▶ _REQUEST 1_: From the Minidoka City article, extract the passage from "A group of Burroughs" up to and including "town for years.", copying it word for word.

▶ _GIVEN TEXT_:

☆ ☆ ☆ ☆

MINIDOKA CITY – Fans of Edgar Rice Burroughs descended on the city recently in their quest to learn more about the man behind the famous Tarzan series.

A group of Burroughs devotees visited the city earlier this month during a celebration of the author’s  work. They stopped in the city where the group believes Burroughs may have spent a significant amount of time. At the first of the 20th century, as a young adult, Burroughs worked with his brothers in a dredging company along the Snake River. Minidoka City was the hub of the community and thriving railroad town for years.

“We didn’t know they were coming. They bought all of the post office’s postcards. They had them stamped with our postmark and had me sign them all. They took pictures of me with them,” said Mayor Becky Ziebach.

The group of about 30 told Ziebach that they were visiting all the communities where Burroughs had lived.

“It was kind of a shock, but it was fun to have them. We really enjoyed it,” she said.

☆ ☆ ☆ ☆

▶ _REQUEST 2_: Count the lines of the listing below that contain the string "decoration", with case significant, and reply with only the number.

☆ ☆ ☆ ☆

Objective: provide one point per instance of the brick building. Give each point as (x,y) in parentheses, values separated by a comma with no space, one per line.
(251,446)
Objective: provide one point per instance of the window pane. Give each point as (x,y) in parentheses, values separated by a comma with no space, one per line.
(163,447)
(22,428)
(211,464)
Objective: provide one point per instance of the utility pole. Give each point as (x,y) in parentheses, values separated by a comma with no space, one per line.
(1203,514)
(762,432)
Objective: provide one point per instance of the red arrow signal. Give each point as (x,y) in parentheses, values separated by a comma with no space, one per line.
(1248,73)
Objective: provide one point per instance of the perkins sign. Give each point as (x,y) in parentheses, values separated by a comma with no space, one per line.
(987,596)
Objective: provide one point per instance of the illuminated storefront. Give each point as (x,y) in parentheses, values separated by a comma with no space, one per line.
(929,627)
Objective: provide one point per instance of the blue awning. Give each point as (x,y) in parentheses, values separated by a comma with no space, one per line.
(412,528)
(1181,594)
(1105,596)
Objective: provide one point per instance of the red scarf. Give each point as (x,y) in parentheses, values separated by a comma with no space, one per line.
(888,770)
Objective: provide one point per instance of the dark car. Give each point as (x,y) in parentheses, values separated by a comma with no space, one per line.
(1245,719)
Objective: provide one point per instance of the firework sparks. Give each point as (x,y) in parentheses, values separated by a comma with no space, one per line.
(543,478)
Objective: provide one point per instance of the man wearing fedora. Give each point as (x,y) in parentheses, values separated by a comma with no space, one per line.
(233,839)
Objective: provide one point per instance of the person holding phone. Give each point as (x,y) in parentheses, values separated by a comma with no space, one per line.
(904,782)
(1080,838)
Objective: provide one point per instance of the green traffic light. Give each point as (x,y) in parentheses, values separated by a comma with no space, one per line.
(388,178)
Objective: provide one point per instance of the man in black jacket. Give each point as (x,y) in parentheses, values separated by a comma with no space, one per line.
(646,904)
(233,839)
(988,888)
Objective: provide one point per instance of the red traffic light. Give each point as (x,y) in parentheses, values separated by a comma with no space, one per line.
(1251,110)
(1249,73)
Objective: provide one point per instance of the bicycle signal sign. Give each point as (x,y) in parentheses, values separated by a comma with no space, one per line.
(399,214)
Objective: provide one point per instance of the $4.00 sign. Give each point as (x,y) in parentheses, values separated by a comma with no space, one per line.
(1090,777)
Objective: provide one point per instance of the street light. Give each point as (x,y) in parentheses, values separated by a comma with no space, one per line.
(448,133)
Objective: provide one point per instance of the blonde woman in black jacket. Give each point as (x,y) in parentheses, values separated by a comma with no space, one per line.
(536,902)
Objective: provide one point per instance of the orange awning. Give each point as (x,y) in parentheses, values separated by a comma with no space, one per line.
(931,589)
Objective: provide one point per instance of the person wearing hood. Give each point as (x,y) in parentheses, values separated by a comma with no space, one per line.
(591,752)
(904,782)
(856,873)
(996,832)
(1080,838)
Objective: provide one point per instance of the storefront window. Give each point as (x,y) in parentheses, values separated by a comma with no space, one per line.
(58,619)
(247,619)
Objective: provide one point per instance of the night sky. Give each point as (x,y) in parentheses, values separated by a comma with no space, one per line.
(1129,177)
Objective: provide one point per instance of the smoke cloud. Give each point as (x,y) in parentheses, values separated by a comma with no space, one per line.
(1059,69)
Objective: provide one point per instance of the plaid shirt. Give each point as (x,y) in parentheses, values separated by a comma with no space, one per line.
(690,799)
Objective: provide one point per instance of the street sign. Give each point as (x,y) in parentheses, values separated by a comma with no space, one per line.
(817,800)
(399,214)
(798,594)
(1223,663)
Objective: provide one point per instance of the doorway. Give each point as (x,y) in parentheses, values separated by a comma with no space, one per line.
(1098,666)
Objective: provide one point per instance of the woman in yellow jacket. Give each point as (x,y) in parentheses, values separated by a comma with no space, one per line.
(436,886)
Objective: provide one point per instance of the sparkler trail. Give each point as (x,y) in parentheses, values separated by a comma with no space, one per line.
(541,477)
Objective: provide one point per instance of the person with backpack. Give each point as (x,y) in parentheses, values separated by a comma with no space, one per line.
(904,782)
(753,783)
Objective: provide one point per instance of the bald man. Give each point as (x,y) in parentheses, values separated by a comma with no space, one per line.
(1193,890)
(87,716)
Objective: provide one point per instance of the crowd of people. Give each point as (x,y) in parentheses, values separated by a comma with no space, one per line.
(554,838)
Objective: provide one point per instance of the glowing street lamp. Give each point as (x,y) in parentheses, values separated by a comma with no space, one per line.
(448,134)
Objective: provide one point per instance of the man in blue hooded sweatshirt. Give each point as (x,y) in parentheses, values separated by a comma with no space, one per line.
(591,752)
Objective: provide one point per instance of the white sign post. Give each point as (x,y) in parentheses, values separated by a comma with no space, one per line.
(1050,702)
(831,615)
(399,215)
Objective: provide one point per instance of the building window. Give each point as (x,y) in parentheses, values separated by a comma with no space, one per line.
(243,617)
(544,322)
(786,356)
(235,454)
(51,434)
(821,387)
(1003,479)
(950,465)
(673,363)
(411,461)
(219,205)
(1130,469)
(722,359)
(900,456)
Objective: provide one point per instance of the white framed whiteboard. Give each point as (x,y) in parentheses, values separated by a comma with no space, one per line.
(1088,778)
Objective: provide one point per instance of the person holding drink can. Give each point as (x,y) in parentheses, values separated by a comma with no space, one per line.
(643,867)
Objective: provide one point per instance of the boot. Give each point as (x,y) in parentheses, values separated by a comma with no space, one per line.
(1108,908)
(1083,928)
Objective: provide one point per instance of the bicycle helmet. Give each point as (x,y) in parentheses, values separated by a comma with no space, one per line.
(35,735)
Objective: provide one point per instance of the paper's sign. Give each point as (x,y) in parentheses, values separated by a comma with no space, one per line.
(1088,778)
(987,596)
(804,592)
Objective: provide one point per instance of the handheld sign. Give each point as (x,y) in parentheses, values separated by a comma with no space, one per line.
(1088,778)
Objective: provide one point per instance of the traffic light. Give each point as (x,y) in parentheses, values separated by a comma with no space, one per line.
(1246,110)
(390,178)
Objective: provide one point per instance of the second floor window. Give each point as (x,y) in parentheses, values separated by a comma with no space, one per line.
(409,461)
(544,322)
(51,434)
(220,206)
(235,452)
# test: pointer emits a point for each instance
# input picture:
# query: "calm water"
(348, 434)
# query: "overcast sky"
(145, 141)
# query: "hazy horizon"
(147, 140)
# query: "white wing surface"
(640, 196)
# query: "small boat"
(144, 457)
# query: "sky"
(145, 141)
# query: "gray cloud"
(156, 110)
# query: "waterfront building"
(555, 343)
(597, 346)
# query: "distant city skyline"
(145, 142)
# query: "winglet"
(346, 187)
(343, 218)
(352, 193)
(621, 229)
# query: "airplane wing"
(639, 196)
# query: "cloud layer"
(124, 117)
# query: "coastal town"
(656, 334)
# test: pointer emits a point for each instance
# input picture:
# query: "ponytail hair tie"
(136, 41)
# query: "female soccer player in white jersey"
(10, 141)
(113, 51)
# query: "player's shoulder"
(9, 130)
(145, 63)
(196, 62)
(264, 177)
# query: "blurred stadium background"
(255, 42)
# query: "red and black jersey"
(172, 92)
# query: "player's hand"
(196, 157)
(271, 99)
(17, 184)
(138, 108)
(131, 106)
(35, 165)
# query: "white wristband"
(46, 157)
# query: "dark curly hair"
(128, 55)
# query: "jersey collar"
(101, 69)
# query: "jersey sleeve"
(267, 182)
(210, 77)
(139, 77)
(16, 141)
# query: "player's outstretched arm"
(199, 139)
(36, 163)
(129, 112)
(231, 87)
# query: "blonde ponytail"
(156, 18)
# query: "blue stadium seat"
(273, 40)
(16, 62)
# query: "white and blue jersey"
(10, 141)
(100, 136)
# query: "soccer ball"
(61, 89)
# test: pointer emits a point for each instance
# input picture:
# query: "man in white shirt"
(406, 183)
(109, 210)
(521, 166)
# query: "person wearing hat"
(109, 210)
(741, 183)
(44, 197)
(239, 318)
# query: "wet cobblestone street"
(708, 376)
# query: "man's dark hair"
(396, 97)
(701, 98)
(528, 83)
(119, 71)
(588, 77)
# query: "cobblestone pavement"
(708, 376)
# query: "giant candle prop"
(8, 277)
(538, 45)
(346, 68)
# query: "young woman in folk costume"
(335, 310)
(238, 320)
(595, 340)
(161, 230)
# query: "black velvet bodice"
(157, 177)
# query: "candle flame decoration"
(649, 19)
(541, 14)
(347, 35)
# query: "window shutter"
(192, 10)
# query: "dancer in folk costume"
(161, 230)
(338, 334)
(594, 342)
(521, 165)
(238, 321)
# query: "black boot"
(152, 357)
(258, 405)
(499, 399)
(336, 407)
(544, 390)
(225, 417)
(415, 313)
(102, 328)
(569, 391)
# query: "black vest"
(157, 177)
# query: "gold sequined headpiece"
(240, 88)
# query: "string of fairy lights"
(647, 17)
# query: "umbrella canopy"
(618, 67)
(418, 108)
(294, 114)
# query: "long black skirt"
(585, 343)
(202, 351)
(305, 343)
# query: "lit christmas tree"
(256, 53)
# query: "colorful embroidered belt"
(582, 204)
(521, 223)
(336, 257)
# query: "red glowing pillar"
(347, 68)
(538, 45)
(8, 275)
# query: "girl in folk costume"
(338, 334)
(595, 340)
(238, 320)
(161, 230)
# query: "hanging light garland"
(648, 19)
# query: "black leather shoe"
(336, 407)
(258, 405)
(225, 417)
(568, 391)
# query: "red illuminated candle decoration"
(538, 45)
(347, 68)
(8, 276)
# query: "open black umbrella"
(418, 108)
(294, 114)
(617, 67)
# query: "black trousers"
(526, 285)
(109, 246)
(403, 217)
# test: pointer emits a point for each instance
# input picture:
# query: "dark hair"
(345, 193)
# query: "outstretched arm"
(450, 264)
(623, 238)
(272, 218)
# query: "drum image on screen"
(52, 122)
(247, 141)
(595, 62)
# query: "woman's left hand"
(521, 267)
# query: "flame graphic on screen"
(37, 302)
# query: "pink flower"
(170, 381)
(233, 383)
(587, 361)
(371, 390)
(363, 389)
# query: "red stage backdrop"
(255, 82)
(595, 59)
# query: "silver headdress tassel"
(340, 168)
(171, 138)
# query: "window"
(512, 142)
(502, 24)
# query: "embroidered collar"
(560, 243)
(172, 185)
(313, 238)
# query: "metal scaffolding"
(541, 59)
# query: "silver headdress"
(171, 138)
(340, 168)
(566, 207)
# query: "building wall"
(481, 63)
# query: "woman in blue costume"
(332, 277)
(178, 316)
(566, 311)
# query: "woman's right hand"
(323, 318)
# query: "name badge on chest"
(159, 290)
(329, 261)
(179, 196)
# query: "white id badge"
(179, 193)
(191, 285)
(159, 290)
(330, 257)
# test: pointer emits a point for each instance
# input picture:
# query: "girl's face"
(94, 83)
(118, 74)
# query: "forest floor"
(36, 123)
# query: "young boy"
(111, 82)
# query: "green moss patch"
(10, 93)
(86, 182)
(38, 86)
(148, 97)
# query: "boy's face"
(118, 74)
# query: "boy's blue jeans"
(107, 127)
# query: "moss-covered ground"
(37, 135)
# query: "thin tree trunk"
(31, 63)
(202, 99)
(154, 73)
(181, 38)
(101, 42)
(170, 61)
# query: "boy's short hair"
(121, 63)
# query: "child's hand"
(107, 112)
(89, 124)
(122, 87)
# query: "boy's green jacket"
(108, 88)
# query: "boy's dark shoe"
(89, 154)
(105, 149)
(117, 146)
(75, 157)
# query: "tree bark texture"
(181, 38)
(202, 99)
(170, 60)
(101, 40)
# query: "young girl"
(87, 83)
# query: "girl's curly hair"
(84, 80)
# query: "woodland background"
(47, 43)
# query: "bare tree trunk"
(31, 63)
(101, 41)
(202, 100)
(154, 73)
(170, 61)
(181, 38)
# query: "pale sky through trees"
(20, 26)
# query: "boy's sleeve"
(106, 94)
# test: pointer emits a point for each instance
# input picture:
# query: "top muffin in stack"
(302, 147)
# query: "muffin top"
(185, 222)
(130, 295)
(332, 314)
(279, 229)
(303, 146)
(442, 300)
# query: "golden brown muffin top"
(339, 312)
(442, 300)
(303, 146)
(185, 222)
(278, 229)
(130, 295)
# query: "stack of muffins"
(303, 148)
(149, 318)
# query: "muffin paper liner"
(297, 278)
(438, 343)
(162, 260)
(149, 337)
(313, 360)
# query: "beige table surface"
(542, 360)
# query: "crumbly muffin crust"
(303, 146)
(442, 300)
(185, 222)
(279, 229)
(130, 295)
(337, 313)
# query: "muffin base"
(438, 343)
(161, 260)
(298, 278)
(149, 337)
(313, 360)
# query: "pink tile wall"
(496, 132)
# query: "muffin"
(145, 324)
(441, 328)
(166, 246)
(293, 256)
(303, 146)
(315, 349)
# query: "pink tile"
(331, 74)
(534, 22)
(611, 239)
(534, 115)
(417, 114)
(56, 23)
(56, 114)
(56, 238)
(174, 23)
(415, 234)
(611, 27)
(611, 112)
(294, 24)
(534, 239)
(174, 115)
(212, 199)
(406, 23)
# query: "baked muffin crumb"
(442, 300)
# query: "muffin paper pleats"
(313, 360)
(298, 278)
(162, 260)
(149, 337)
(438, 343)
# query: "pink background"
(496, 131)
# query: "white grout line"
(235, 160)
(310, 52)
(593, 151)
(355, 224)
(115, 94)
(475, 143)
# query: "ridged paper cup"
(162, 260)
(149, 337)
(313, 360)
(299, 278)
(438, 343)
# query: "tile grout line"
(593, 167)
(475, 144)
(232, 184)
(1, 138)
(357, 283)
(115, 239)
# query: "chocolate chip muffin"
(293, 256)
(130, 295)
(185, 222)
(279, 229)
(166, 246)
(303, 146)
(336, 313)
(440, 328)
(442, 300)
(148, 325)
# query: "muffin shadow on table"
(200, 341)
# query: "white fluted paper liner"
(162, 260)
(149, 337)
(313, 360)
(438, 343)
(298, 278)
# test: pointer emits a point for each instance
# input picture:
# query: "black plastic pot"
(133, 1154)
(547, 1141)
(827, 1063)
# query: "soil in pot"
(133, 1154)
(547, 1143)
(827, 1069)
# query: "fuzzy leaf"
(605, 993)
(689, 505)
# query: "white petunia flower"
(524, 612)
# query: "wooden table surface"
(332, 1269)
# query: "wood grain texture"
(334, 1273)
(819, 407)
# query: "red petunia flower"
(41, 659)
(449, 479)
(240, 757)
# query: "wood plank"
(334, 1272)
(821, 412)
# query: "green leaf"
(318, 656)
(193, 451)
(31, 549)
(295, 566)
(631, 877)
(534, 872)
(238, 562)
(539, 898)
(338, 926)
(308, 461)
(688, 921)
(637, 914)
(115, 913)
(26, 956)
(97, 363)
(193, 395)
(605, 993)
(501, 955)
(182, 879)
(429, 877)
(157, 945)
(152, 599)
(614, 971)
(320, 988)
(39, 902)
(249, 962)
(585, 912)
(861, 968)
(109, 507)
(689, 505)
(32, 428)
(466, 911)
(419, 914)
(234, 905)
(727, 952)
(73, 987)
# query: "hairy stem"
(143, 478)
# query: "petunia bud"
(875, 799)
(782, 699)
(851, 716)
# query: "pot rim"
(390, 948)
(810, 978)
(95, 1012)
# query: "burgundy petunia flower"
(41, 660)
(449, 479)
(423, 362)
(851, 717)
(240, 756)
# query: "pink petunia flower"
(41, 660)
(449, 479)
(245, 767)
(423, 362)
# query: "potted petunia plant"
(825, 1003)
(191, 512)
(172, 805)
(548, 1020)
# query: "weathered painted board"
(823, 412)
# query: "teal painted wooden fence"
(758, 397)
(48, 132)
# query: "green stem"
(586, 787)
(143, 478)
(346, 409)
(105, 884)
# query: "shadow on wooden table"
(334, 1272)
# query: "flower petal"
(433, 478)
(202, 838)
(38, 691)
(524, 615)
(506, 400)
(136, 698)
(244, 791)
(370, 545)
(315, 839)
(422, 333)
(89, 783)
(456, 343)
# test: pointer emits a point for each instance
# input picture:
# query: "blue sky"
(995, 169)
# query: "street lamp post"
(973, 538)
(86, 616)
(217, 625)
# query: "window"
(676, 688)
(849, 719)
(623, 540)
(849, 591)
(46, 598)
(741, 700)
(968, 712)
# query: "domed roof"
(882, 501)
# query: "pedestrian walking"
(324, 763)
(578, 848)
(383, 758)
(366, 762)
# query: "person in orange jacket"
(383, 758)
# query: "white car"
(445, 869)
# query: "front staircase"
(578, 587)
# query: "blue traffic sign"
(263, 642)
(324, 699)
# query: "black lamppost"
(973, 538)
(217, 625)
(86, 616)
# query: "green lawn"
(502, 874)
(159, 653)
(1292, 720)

☆ ☆ ☆ ☆

▶ _WRITTEN RESPONSE 1_:
A group of Burroughs devotees visited the city earlier this month during a celebration of the author’s  work. They stopped in the city where the group believes Burroughs may have spent a significant amount of time. At the first of the 20th century, as a young adult, Burroughs worked with his brothers in a dredging company along the Snake River. Minidoka City was the hub of the community and thriving railroad town for years.

▶ _WRITTEN RESPONSE 2_: 2